Try it: Would you repeat the entries below exactly and omit the pictures?

(Stored data entries)
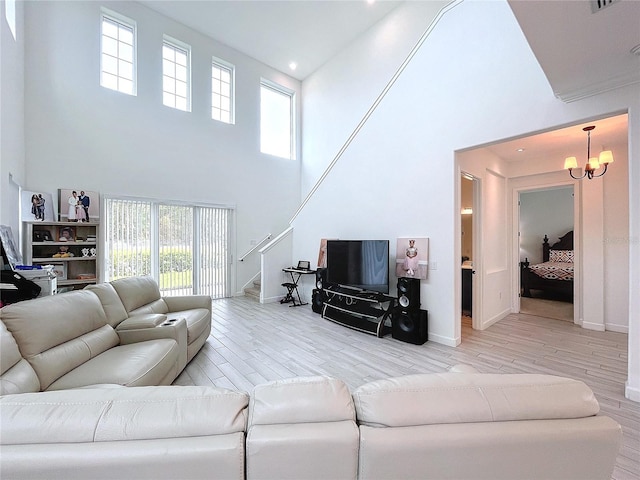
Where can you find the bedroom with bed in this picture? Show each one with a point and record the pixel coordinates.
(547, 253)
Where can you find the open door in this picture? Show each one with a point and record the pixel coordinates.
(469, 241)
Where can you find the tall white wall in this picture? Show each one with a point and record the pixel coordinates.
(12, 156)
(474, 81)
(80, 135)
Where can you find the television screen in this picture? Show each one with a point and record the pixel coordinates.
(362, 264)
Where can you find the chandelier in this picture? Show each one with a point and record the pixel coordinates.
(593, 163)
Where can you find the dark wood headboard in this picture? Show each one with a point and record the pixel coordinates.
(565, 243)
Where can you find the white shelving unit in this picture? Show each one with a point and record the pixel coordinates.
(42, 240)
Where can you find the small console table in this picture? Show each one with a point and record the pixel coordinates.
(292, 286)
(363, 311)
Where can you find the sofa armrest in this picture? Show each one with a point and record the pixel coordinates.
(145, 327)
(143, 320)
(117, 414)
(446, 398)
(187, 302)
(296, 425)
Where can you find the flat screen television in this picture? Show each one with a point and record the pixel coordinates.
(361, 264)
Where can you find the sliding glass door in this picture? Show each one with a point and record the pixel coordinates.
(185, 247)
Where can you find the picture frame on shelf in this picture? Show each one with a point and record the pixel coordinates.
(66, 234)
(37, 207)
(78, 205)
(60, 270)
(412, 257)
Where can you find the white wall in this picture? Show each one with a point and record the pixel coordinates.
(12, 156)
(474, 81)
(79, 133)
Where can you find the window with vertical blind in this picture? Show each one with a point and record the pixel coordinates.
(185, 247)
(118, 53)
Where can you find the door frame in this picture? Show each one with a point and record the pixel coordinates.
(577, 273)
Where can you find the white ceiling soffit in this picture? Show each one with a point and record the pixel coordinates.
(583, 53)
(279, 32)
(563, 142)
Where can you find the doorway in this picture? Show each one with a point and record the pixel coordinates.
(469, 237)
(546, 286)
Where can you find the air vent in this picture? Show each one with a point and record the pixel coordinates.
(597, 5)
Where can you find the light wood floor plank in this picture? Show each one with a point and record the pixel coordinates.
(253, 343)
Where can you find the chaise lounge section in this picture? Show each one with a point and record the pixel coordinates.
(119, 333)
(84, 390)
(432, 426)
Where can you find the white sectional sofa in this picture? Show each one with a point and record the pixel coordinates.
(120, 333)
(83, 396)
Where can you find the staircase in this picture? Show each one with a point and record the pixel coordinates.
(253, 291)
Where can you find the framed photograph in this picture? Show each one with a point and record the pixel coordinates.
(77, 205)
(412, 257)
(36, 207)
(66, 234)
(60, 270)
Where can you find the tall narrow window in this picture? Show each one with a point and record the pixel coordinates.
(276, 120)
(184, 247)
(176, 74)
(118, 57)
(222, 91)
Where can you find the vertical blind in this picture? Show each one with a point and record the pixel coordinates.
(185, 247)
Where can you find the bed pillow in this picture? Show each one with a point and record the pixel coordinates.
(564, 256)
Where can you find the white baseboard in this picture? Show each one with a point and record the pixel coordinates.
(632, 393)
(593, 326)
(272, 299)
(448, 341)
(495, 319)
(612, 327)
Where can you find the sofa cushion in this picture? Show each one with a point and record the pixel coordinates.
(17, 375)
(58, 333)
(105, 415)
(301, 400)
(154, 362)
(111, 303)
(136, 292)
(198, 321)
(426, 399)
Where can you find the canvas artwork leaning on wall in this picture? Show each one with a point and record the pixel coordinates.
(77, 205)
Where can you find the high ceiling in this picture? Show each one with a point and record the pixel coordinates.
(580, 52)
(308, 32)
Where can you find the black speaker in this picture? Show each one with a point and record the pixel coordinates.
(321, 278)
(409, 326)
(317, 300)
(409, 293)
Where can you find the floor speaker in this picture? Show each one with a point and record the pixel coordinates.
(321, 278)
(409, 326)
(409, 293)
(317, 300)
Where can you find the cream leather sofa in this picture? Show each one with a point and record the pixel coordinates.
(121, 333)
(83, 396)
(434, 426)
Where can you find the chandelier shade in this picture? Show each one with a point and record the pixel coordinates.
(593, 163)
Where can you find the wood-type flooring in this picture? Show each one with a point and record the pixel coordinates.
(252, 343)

Exercise output:
Where can you find the bedroom with bed in this picture? Show each one with a point and record the pixel coordinates.
(547, 253)
Where can you find the open door in this picture? Show each one with a point and record the pixel coordinates.
(469, 241)
Where can you find the tall white wall in this picture? Show each one with a point and record the pixel coordinates.
(12, 156)
(474, 81)
(80, 135)
Where can you find the television screen in this picture? Show each one with a point and record the pixel coordinates.
(362, 264)
Where can you find the chandelier in this picture? Show each one with a point and record the pixel coordinates.
(593, 163)
Where can you find the dark wood headboard in this picture? Show each one with a point and record the pixel coordinates.
(565, 243)
Where can you find the white shelving unit in this picture? Show each one with a point and record the pixel coordinates.
(42, 240)
Where can you find the small console table in this picture? Show each one with a point and record the pixel coordinates.
(292, 286)
(363, 311)
Where can you find the sofa armrest in this picture? Show each one with a point and record the pixel coordinates.
(145, 327)
(143, 320)
(117, 414)
(446, 398)
(187, 302)
(296, 425)
Where can you find the flat screen television in this picture? Show each one with a point and record the pixel coordinates.
(361, 264)
Where can you find the sliding glass door in this picture? Show each one with a point and record the pixel coordinates.
(185, 247)
Where can you find the picture frame on shelf in this picture? Show each one with a point and record the pixel coordinates.
(66, 234)
(37, 207)
(78, 205)
(60, 270)
(412, 257)
Where can you find the white wall in this picture? Show each one with a point and record the pixel coordinates.
(12, 156)
(474, 81)
(79, 133)
Where can you find the window with vertical blind in this picture? Show each one with a point and record the pixel coordinates.
(185, 247)
(118, 53)
Where can you find the door frame in this picture? Show each one with a point and record the pixel coordinates.
(577, 273)
Where can you find the white ceiling soffit in this picture? Show each one with a point and record the pixel coordinates.
(583, 53)
(279, 32)
(563, 142)
Where can you find the doorway in this picture? Show each one with a point and record the pixel coordinates.
(469, 237)
(546, 286)
Where can you find the air vent in this picture? Show each one with a point and record the pixel coordinates.
(597, 5)
Where can you find the light wood floor plank in this picture? Show each one with a point and record the pixel coordinates.
(253, 343)
Where can you find the chaise lounge section in this picture? Show each one with a point and record the pixel coordinates.
(119, 333)
(84, 390)
(432, 426)
Where can you find the white sectional sofa in this picture? Show each one with a point and record the pixel coordinates.
(120, 333)
(83, 396)
Where can you find the staircase in this picture? Show each one with a point and record the pixel coordinates.
(253, 291)
Where can you find the framed photograph in this picture? Show each one with a point and record the pixel coordinates.
(77, 205)
(412, 257)
(36, 207)
(66, 234)
(60, 270)
Where can you find the tall narrow window in this picture? Show each one with a point and record the pixel coordinates.
(276, 120)
(184, 247)
(176, 74)
(118, 57)
(222, 91)
Where can you find the vertical blind in this picture? Show each one with a point and record the pixel coordinates.
(185, 247)
Where can you find the bed pillow in this picture? Show each one with a point and record the pixel coordinates.
(564, 256)
Where can you find the white baseboard in this picture? Show each one with a point and record the pixel coordinates.
(632, 393)
(593, 326)
(272, 299)
(448, 341)
(495, 319)
(612, 327)
Where can you find the sofa cushion in this picture? Show each one with a point and record the pixel coordinates.
(17, 375)
(58, 333)
(105, 415)
(301, 400)
(154, 362)
(111, 303)
(136, 292)
(198, 321)
(426, 399)
Where can you find the canvas artwork leaning on wall in this picture? Show each one with a point and record the pixel coordinates.
(77, 205)
Where can you find the high ceiling in this picture? Show each one with a point and record the pixel coordinates.
(580, 52)
(308, 32)
Where can you find the black speaker in this picture? Show each one with a point and record the pixel coordinates.
(321, 278)
(409, 326)
(317, 300)
(409, 293)
Where can you find the floor speaker in this picture? Show each one with a point and record the pixel coordinates.
(321, 278)
(409, 326)
(409, 293)
(317, 300)
Where can you find the cream leather sofa in this picture? Show each one with a point and record the pixel coordinates.
(121, 333)
(83, 396)
(434, 426)
Where can you find the chandelier shade in this picture? Show each one with a point and record the pixel coordinates.
(593, 163)
Where can you find the wood-type flooring in this picture? Show each one with a point and record the pixel coordinates.
(252, 343)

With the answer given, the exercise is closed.